(DATA TO USE Opens)
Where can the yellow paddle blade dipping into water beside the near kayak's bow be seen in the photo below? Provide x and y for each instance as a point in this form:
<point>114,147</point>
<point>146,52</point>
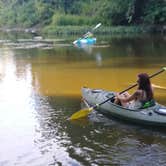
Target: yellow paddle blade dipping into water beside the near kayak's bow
<point>81,114</point>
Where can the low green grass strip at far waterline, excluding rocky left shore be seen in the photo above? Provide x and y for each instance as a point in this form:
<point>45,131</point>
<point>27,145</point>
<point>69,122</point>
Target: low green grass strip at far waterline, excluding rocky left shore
<point>79,30</point>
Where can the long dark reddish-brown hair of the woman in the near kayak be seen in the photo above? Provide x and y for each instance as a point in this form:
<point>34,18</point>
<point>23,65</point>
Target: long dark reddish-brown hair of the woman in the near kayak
<point>145,84</point>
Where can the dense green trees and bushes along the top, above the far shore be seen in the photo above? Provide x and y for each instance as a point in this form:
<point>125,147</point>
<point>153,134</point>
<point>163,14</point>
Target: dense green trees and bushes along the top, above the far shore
<point>50,14</point>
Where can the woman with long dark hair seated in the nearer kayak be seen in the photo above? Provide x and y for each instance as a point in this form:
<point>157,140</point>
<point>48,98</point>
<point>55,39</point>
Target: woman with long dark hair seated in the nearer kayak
<point>143,97</point>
(DATA TO USE Closes)
REQUIRED ACTION>
Repeat every entry above exactly as written and omit any pictures it holds.

ANSWER SECTION>
Where can the yellow paddle blade dipping into water beside the near kayak's bow be seen in the photo below? Provide x and y for each instance as a point in this form:
<point>114,147</point>
<point>146,52</point>
Target: yellow paddle blade dipping into water beside the near kayak's bow
<point>81,114</point>
Where can the low green grass strip at far waterline, excluding rocky left shore be seen in the photo above? Provide x and y for each instance as a point in this form:
<point>45,131</point>
<point>27,145</point>
<point>69,122</point>
Target: low green grass strip at far waterline, excluding rocky left shore
<point>79,30</point>
Where can the long dark reddish-brown hair of the woman in the near kayak be seen in the photo above? Provide x and y for each instance as a point in this form:
<point>34,18</point>
<point>23,65</point>
Target: long dark reddish-brown hair of the woman in the near kayak
<point>145,84</point>
Where can the dense green trees and bushes along the top, above the far shore be seen in the photo above? Provide x and y for each instance as a point in this form:
<point>125,147</point>
<point>153,134</point>
<point>163,14</point>
Target: dense green trees and bushes along the top, above the far shore
<point>50,14</point>
Where can the woman with long dark hair seated in the nearer kayak be seen in the photo above? Provide x and y for each instance as a point in this form:
<point>157,140</point>
<point>48,98</point>
<point>55,39</point>
Target: woman with long dark hair seated in the nearer kayak
<point>143,97</point>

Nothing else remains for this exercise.